_Instructions for the task:_
Would you transcribe all of the data exactly, down to the last character?

BEGIN Given data

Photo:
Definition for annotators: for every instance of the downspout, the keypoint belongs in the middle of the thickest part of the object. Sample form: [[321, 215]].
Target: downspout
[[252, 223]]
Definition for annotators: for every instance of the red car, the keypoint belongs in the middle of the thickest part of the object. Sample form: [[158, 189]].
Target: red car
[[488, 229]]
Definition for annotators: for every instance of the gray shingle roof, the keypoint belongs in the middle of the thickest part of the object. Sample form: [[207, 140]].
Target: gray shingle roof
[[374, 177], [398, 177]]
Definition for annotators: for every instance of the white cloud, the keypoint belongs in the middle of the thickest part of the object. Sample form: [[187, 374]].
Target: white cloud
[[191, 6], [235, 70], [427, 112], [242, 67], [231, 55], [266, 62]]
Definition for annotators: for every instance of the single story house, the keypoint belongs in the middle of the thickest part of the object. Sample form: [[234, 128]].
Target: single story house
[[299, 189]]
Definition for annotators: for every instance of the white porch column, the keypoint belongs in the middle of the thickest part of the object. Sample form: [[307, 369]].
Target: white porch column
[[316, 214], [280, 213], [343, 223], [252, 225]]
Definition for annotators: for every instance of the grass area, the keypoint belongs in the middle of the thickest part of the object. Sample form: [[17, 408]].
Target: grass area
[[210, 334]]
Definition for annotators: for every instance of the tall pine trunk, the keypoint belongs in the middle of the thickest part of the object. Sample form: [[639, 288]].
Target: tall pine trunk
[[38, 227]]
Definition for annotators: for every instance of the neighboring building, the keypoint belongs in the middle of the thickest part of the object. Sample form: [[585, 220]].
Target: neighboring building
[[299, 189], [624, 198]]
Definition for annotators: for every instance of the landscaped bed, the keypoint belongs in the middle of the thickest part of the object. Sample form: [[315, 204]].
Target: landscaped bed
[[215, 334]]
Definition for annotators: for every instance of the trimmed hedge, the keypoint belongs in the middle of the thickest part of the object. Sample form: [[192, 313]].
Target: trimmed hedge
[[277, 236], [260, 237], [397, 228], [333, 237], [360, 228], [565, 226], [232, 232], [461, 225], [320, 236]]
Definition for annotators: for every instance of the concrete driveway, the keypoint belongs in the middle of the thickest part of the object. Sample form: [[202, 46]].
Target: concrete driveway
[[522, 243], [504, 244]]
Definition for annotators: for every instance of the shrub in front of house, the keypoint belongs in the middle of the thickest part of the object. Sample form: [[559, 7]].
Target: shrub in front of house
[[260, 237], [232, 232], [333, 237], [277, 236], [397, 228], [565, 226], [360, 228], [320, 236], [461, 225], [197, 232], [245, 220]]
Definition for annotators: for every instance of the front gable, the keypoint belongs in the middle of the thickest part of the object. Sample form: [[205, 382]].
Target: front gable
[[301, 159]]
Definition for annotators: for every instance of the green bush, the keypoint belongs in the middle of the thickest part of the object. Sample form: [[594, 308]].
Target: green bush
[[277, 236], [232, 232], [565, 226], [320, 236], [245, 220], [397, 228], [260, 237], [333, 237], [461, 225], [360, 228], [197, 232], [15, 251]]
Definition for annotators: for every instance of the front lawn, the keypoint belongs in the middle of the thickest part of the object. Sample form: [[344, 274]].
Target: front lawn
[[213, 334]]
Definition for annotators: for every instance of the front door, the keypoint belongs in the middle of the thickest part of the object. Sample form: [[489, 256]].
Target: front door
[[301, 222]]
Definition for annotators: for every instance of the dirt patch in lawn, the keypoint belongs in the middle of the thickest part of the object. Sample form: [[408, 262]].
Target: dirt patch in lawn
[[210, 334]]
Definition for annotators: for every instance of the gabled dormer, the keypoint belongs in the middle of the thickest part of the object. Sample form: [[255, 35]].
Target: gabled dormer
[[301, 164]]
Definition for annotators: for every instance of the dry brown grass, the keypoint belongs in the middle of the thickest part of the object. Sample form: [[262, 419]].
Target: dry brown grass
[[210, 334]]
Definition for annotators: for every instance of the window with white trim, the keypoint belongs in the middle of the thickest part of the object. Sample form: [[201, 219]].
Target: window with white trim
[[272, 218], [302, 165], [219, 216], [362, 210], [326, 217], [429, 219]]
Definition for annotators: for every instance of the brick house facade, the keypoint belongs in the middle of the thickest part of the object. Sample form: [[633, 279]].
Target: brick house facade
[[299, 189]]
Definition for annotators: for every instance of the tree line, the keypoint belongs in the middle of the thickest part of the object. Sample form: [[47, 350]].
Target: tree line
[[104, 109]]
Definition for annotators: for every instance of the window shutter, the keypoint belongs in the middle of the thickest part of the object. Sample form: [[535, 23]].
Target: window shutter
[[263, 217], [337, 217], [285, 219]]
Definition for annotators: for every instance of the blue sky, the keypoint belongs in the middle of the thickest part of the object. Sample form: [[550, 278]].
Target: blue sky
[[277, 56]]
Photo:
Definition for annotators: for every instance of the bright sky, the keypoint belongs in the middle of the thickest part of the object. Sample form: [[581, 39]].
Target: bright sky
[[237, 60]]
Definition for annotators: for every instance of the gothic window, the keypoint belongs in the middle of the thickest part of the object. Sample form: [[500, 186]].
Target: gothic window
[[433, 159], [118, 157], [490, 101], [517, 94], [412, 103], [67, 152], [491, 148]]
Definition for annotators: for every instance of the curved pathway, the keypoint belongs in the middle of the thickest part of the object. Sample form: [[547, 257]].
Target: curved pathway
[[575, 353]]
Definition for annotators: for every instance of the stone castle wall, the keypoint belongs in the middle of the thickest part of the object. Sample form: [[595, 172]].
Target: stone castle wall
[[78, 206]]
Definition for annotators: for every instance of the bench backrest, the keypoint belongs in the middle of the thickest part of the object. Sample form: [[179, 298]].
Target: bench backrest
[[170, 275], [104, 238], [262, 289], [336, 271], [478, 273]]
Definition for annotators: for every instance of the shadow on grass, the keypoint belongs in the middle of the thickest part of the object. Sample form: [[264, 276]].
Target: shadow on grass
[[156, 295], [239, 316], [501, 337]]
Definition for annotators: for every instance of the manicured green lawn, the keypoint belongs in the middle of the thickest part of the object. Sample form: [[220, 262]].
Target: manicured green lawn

END Given data

_Output for this task:_
Photo:
Definition for annotators: for every instance of the downspout, the keypoint belongs in the middle of the thickest part of the object. Sample form: [[321, 215]].
Target: downspout
[[252, 223]]
Definition for annotators: for every instance of the red car, the keypoint belongs in the middle of the thickest part of the object. Sample form: [[158, 189]].
Target: red car
[[488, 229]]
Definition for annotators: for every instance of the gray shingle roof, the keypoint belongs in the middle of the thickest part of the object. Sample form: [[207, 140]].
Target: gray shingle roof
[[374, 177], [398, 177]]
Definition for annotators: for every instance of the white cloud, the keypoint belongs in the middle of the thickest part of the object. Sample form: [[187, 374]].
Target: white cloud
[[191, 6], [235, 70], [427, 112], [242, 67], [231, 55], [266, 62]]
Definition for annotators: for every instance of the single story house, the keypoint belongs in the middle of the thickest part of the object. Sample form: [[234, 128]].
Target: single story house
[[299, 189]]
Definition for annotators: for every instance of the white porch column, the keypoint belongs in the middle of the thickest part of the object. Sample form: [[307, 369]].
Target: white porch column
[[316, 214], [280, 213], [343, 223], [252, 225]]
Definition for annotators: for every instance of the grass area, the keypoint belongs in the middle of the thickest part of the object. Sample form: [[17, 408]].
Target: grass area
[[210, 334]]
Definition for annotators: for every instance of the tall pine trunk, the keypoint belongs in the middle of the thickest part of the object. Sample form: [[639, 288]].
Target: tall pine trunk
[[38, 227]]
Definition for annotators: for every instance of the neighboring building, the keypoint belongs in the middle of the thickest part of the object. Sample form: [[585, 220]].
Target: neighboring building
[[299, 189], [624, 198]]
Definition for annotators: for every instance of the landscaped bed, the keypoint belongs in the middle of the thickest part of the object. Sample form: [[315, 204]].
Target: landscaped bed
[[215, 334]]
Definition for annotators: for every instance of the trimmed hedge, the keypoint belongs in the middle of the thickest part of the object. Sample form: [[192, 313]].
Target: trimmed hedge
[[277, 236], [260, 237], [397, 228], [333, 237], [360, 228], [565, 226], [232, 232], [461, 225], [320, 236]]
Definition for annotators: for every instance of the concrete driveway, the keypoint belongs in the middle of the thickest part of the object. Sample form: [[202, 46]].
Target: concrete driveway
[[522, 243], [504, 244]]
Definition for annotators: for every instance of the shrub in front of house, the keypoint belongs in the middle of the thickest part of the object. Sample form: [[559, 7]].
Target: shrub in front of house
[[260, 237], [232, 232], [333, 237], [277, 236], [397, 228], [565, 226], [360, 228], [320, 236], [461, 225], [197, 232], [245, 220]]
Definition for annotators: for every instance of the front gable, the keypoint belongs in the middle of the thickest part of the object. Sample form: [[205, 382]].
Target: front gable
[[301, 159]]
Definition for annotators: for every instance of the green bush, the keypoint belongs in the middle of the thickest part of the object. Sample form: [[594, 308]].
Target: green bush
[[277, 236], [232, 232], [565, 226], [320, 236], [245, 220], [397, 228], [260, 237], [333, 237], [461, 225], [360, 228], [197, 232], [15, 251]]
Definition for annotators: for every instance of the front lawn, the keypoint belongs in the middle of the thickest part of the object. Sample form: [[344, 274]].
Target: front lawn
[[213, 334]]
Definition for annotators: for every instance of the front door, the keypoint belongs in the middle of the thickest part of the object. Sample form: [[489, 256]].
Target: front door
[[301, 222]]
Definition for annotators: for every instance of the dirt patch in lawn, the keypoint belongs in the middle of the thickest part of the object. Sample form: [[408, 262]].
Target: dirt patch in lawn
[[210, 334]]
Definition for annotators: for every instance of the gabled dormer, the keypoint belongs in the middle of the thickest part of the object. Sample form: [[255, 35]].
Target: gabled dormer
[[301, 164]]
Definition for annotators: for every instance of the dry brown grass, the keypoint belongs in the middle of the thickest part of the object. Sample form: [[262, 419]].
Target: dry brown grass
[[210, 334]]
Definition for annotators: for every instance of the window with white trim, the keypoint belongs in the middle of the thickest part of the object. Sample form: [[201, 219]].
Target: window with white trim
[[272, 218], [302, 165], [219, 216], [362, 210], [326, 217], [429, 219]]
Definition for annotators: for every instance of the brick house facade, the keypoint belongs in the middle of the thickest part of the object. Sample form: [[633, 279]].
Target: brick house facade
[[299, 189]]
Definition for annotators: for every instance of the tree line, the keypoint belongs in the middle of the thickest part of the object. Sample form: [[47, 350]].
Target: tree line
[[104, 109]]
Definition for annotators: for every instance of the window shutter, the keypoint belongs in the middle of the thickest part of the object. Sample form: [[535, 23]].
Target: window shutter
[[263, 217], [337, 217], [285, 219]]
Definition for annotators: for every instance of the blue sky, the keypoint belongs in the middle of the thickest part of the object. Sample form: [[550, 278]].
Target: blue sky
[[277, 56]]
Photo:
Definition for annotators: for every instance of the bright sky, the keypoint belongs in the middle of the thickest part of the object. Sample form: [[581, 39]].
Target: bright sky
[[237, 60]]
Definition for annotators: for every instance of the gothic window, the keypoint belongs in the middle of the thickest part of the object. Sample form: [[500, 186]].
Target: gothic window
[[433, 159], [118, 157], [490, 101], [517, 94], [412, 103], [67, 152], [491, 148]]
Definition for annotators: for every instance of the curved pathway, the keypoint belongs in the middle of the thickest part of the object. Sample form: [[547, 257]].
Target: curved pathway
[[575, 353]]
Definition for annotators: for every instance of the stone castle wall, the keypoint belongs in the middle of the thickest part of the object. Sample form: [[595, 172]].
Target: stone castle wall
[[78, 206]]
Definition for annotators: for every instance of the bench backrest, the keypoint belongs in the middle of the thickest part of the object. Sample form: [[179, 298]].
Target: bench backrest
[[170, 275], [104, 238], [262, 289], [336, 271], [478, 273]]
Definition for annotators: for every instance of the shadow on grass, the keypoint belongs in the middle of the thickest part of the object. Sample form: [[264, 276]].
Target: shadow on grass
[[156, 295], [239, 316], [501, 337]]
Definition for annotators: for every instance of the manicured green lawn, the keypoint belongs in the middle of the thickest part of the object. Sample form: [[220, 262]].
Target: manicured green lawn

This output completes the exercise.